SC “slaps” all 36 UP Law Professors for
their plagiarism charge against a Justice
Instead of receiving the axe, all 36 UP law professors, including a visiting American law professor, were merely slapped by the Supreme Court but pointedly reminding them “of their lawyerly duty, under Canons 1, 11 and 13, to give due respect to the courts and to refrain from intemperate and offensive language tending to influence the Court on pending matters or to denigrate the courts and the administration of justice.”
In A.M. No. 10-10-4-SC, penned by Ms. Justice Teresita J. Leonardo-De Castro, the high tribunal found however the explanations of the 36 UP law professors as unsatisfactory while that of Prof. Raul T. Vasquez as satisfactory.
The ponencia commended Prof. Vasquez for being “candid enough to state that his agreement to the Statement was in principle and that the reason plagiarism was a ‘fair topic of discussion’ among the UP Law faculty prior to the promulgation of the October 12, 2010 Decision in A.M. No. 10-7-17-SC was the uncertainty brought about by a division of opinion on whether or not willful or deliberate intent was an element of plagiarism.”

** Supplied records **
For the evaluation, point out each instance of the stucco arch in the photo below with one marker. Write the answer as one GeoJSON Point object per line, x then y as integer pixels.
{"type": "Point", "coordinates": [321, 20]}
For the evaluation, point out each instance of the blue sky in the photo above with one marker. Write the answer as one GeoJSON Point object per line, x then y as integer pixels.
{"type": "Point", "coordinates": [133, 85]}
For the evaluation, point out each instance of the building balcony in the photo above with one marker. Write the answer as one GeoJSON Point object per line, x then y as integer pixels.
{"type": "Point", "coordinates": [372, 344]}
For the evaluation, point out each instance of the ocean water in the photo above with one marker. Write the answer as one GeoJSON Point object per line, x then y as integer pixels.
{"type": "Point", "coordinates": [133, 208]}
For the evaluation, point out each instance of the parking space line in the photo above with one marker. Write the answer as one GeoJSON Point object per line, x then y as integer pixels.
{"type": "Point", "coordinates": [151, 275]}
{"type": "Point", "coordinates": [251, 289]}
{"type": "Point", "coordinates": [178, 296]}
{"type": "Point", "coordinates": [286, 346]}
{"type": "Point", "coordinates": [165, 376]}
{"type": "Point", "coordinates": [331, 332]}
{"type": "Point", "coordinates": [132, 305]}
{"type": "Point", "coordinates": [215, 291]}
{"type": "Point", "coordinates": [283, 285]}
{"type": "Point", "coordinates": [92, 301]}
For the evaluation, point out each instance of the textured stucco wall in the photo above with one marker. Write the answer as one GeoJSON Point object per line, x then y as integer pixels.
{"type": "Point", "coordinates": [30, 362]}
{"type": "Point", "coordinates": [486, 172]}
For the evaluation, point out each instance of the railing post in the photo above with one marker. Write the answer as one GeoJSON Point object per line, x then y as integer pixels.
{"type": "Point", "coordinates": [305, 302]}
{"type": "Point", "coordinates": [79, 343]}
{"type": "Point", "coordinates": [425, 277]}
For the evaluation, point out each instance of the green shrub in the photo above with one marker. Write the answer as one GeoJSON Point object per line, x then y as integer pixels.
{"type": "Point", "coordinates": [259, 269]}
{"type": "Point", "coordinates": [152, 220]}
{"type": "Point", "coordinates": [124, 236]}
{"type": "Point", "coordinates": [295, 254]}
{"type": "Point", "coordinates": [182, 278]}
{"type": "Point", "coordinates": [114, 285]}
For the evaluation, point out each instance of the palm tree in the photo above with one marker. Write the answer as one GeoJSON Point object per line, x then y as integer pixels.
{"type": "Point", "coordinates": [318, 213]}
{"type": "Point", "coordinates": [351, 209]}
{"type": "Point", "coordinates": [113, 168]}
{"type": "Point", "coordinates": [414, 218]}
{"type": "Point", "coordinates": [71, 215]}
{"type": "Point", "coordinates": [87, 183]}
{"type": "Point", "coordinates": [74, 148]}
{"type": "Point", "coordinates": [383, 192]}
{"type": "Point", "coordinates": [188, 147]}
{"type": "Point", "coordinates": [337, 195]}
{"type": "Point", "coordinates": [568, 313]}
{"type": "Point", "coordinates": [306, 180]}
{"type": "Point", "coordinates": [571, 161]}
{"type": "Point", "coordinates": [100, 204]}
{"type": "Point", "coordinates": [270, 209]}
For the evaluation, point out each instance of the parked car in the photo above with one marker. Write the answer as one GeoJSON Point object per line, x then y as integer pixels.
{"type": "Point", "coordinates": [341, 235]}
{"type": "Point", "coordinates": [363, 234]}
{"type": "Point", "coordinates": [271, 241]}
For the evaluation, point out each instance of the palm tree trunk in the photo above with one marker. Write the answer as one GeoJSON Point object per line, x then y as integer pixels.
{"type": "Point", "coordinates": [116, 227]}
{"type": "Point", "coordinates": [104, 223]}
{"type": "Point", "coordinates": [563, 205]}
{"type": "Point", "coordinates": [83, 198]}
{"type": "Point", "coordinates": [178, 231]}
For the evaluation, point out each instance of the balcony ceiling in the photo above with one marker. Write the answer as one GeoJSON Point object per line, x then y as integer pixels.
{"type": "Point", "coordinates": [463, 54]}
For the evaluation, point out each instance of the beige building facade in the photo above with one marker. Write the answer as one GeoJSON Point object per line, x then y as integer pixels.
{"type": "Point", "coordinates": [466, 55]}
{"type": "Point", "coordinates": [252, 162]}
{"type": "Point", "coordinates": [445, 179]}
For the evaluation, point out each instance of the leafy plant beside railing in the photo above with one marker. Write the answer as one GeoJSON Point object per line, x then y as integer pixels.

** Task to complete **
Reproduce the whole article about the Supreme Court and the 36 UP law professors, word for word. The records have nothing to do with the article.

** Output **
SC “slaps” all 36 UP Law Professors for
their plagiarism charge against a Justice
Instead of receiving the axe, all 36 UP law professors, including a visiting American law professor, were merely slapped by the Supreme Court but pointedly reminding them “of their lawyerly duty, under Canons 1, 11 and 13, to give due respect to the courts and to refrain from intemperate and offensive language tending to influence the Court on pending matters or to denigrate the courts and the administration of justice.”
In A.M. No. 10-10-4-SC, penned by Ms. Justice Teresita J. Leonardo-De Castro, the high tribunal found however the explanations of the 36 UP law professors as unsatisfactory while that of Prof. Raul T. Vasquez as satisfactory.
The ponencia commended Prof. Vasquez for being “candid enough to state that his agreement to the Statement was in principle and that the reason plagiarism was a ‘fair topic of discussion’ among the UP Law faculty prior to the promulgation of the October 12, 2010 Decision in A.M. No. 10-7-17-SC was the uncertainty brought about by a division of opinion on whether or not willful or deliberate intent was an element of plagiarism.”